* **Work to be completed**
Filter out all lines without the word "chair" from the data below, please, and copy the rest.

+++ Dataset records

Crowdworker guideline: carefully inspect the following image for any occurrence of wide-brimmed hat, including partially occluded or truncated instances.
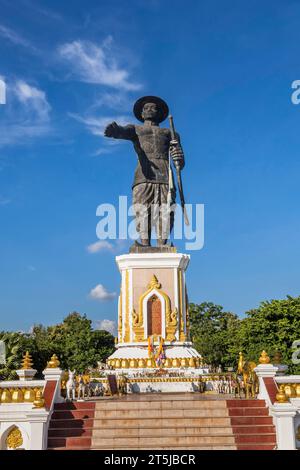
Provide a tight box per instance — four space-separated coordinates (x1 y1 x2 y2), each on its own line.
133 96 169 123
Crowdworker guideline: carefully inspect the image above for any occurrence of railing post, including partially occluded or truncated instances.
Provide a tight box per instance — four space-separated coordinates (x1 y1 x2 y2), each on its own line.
271 403 297 450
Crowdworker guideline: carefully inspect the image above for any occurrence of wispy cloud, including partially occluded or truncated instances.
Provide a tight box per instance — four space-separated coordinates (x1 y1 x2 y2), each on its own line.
89 284 116 301
87 240 114 253
14 81 51 120
94 319 116 335
57 38 141 91
0 80 51 147
0 196 11 206
0 24 38 53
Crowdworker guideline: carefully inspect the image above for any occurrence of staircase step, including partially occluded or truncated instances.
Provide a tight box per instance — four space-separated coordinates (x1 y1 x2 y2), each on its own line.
48 428 92 438
235 434 276 444
236 444 276 450
226 400 266 407
91 435 237 447
48 437 92 448
230 416 273 426
228 407 269 416
93 408 229 419
92 426 234 438
50 418 94 429
232 425 275 434
91 417 232 427
93 400 228 411
51 410 95 420
54 402 96 410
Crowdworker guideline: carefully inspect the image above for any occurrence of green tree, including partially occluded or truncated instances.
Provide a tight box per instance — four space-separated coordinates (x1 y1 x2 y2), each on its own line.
235 295 300 373
189 302 241 369
0 331 31 380
45 312 115 373
0 313 115 379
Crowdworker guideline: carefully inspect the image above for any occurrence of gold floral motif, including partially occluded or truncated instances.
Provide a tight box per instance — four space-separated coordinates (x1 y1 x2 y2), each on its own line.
148 275 161 290
132 309 144 342
6 427 23 449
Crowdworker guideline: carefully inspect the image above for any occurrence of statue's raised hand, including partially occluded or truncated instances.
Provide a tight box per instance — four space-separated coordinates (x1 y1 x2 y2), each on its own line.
104 121 119 138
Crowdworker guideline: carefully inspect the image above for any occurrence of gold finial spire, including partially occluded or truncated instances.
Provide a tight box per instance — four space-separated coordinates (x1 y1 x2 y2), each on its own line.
273 351 282 364
21 351 33 370
259 350 270 364
47 354 60 368
148 275 161 290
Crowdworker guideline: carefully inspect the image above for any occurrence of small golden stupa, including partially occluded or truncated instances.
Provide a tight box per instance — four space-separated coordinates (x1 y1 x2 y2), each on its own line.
259 350 270 364
21 351 33 369
47 354 60 368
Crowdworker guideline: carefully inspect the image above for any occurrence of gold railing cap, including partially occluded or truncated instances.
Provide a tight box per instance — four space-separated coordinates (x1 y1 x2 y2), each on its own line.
47 354 60 368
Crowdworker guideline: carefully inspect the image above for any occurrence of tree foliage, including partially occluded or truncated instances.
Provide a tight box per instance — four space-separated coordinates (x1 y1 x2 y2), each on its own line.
0 312 115 379
190 296 300 373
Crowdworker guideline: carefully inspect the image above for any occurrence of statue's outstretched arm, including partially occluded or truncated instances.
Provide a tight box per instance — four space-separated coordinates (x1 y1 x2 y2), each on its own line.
104 122 136 141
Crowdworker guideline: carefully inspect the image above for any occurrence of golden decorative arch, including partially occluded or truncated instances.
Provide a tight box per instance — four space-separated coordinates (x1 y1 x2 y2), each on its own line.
6 426 23 450
132 275 178 342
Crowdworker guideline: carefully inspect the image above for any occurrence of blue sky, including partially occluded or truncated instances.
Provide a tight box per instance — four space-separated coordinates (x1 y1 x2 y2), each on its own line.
0 0 300 332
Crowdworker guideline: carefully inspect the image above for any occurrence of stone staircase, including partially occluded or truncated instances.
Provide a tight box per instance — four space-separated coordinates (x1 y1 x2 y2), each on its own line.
47 395 276 450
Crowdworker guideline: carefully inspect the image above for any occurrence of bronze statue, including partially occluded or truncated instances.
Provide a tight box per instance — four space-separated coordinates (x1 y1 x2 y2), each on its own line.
104 96 185 248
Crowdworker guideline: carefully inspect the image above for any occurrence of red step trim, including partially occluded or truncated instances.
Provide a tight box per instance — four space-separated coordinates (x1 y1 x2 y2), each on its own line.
226 399 276 451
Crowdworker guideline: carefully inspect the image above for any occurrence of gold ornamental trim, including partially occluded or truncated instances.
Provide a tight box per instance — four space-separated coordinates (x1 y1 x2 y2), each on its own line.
107 356 201 369
123 270 130 342
178 269 186 342
6 427 23 449
0 387 44 404
118 287 123 343
132 274 178 342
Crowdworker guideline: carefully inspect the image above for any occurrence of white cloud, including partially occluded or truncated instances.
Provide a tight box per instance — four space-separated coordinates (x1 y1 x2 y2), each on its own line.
0 24 37 53
0 80 51 147
14 81 51 121
89 284 116 301
87 240 114 253
58 39 141 91
94 319 116 335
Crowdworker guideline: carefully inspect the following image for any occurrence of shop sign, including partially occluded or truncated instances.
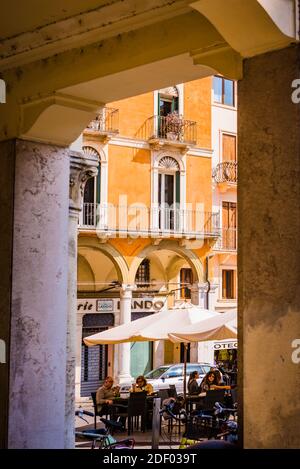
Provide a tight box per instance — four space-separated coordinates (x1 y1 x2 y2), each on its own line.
77 297 166 313
213 341 237 350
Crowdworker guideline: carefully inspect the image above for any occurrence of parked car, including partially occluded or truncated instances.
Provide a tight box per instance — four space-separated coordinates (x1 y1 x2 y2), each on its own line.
120 362 213 395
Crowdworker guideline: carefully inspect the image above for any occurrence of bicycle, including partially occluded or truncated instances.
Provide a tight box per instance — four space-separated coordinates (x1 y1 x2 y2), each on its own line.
75 409 135 449
159 399 238 449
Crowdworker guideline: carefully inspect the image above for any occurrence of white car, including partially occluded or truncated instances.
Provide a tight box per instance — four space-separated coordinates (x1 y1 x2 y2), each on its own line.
120 362 213 396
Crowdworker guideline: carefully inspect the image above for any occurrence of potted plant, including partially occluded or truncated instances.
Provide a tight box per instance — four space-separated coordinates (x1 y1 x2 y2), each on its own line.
164 111 184 140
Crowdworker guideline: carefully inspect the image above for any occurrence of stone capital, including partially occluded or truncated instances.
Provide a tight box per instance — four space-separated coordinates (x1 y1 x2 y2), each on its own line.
120 284 136 299
191 282 209 294
69 149 98 214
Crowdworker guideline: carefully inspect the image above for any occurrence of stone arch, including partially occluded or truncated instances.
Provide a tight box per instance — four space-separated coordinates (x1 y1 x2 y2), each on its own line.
77 253 95 291
78 238 129 284
128 240 203 284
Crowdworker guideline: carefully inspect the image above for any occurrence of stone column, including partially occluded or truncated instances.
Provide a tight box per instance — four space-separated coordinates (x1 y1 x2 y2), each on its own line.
65 150 98 448
0 140 15 449
117 285 135 383
239 45 300 448
8 140 69 448
191 282 208 308
75 314 84 402
208 284 218 311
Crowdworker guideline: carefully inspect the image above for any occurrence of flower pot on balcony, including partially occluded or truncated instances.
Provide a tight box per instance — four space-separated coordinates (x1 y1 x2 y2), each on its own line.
166 131 178 141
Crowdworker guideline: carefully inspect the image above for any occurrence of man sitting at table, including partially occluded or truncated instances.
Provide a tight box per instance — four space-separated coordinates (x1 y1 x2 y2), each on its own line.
129 375 154 395
96 376 120 415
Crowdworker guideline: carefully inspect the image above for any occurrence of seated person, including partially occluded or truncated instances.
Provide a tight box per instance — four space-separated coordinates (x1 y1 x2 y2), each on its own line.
96 376 120 415
187 371 200 395
199 370 231 393
129 375 154 395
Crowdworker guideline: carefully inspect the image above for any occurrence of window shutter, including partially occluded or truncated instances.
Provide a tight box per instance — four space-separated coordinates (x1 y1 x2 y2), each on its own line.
175 171 180 204
222 134 237 161
96 166 101 203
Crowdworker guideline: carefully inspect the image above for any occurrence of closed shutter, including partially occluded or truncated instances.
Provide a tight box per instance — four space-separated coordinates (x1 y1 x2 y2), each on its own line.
222 134 236 162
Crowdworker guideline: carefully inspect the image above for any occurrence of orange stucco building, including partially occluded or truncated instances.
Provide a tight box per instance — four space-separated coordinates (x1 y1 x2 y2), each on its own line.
76 77 237 399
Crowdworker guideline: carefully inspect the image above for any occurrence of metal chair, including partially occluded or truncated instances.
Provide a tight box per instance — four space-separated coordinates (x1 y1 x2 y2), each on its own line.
127 392 147 435
158 389 170 401
202 389 226 412
168 384 178 399
91 391 110 429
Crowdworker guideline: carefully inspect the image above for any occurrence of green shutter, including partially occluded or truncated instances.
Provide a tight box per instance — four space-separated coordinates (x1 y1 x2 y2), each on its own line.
176 171 180 204
96 165 101 203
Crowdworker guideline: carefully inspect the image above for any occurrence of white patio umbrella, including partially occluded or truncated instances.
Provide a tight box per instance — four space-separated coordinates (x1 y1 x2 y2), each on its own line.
168 309 237 343
83 302 218 345
83 303 221 399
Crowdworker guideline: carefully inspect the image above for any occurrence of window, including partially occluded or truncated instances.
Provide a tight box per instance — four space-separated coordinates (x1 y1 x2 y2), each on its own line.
165 366 183 378
222 202 237 229
158 156 180 231
135 259 150 287
158 87 179 117
222 202 237 250
222 269 236 299
82 146 101 205
180 268 193 299
213 76 235 107
222 134 237 162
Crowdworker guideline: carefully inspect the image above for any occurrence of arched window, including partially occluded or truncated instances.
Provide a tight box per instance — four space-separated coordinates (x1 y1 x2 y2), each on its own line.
135 259 150 288
158 156 180 231
82 146 101 205
158 86 179 117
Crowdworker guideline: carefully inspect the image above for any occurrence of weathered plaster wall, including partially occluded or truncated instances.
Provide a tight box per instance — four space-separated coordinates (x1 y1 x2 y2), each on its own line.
239 45 300 448
8 140 69 448
184 77 212 149
108 145 151 207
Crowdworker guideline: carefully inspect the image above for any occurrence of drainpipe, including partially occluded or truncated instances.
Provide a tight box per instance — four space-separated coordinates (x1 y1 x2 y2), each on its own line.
205 254 215 310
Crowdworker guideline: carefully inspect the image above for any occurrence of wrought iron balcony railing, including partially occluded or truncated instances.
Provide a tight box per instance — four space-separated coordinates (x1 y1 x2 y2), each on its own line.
144 115 197 145
86 107 119 134
213 161 237 184
213 227 237 251
79 203 220 239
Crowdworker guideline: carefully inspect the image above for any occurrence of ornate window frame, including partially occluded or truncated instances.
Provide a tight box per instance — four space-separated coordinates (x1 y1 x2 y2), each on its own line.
151 150 186 231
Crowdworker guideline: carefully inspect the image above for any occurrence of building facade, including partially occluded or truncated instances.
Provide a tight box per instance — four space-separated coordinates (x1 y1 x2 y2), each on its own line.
76 76 237 400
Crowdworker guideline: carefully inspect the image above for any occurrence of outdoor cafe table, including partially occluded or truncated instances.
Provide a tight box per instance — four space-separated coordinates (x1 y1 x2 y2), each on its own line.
109 395 155 427
186 393 206 413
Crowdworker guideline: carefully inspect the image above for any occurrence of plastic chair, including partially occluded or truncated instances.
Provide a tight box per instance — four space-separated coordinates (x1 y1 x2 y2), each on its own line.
127 392 147 435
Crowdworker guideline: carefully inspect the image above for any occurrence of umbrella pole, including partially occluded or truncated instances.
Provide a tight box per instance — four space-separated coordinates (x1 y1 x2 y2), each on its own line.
183 343 187 405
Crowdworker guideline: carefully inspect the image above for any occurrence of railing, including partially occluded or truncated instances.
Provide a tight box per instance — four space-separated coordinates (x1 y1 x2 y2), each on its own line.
79 203 220 238
144 115 197 145
86 107 119 134
212 161 237 184
214 227 237 251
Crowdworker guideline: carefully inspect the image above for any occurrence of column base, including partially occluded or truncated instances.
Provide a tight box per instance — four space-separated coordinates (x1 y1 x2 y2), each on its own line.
117 373 134 385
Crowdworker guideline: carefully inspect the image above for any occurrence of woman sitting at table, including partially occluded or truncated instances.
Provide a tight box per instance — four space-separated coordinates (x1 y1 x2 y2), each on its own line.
199 370 231 393
130 375 154 395
188 371 201 395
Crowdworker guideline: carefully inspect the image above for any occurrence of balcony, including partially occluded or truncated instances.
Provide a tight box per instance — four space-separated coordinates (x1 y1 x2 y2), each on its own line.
144 115 197 146
85 107 119 136
212 161 237 185
213 227 237 251
79 203 220 240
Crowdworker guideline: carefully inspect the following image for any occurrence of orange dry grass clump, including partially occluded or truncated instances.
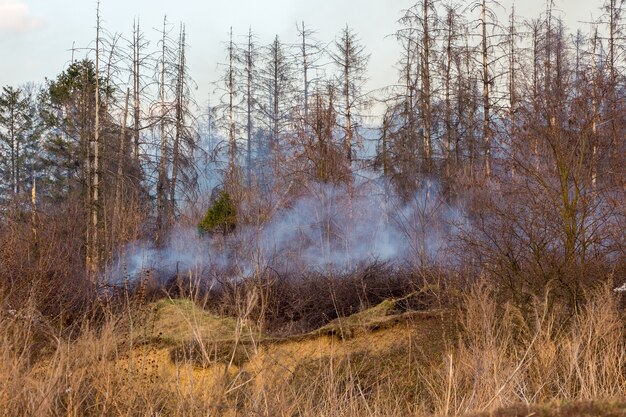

++++++

* **Solved problem**
Crowdworker guideline: carefully inspect the image above for any occurrence of metal chair, including partially occluded or truncated instances.
Crowdworker guideline: carefully inspect the image above for any occurrence of plastic chair, including partially occluded or truncated instances.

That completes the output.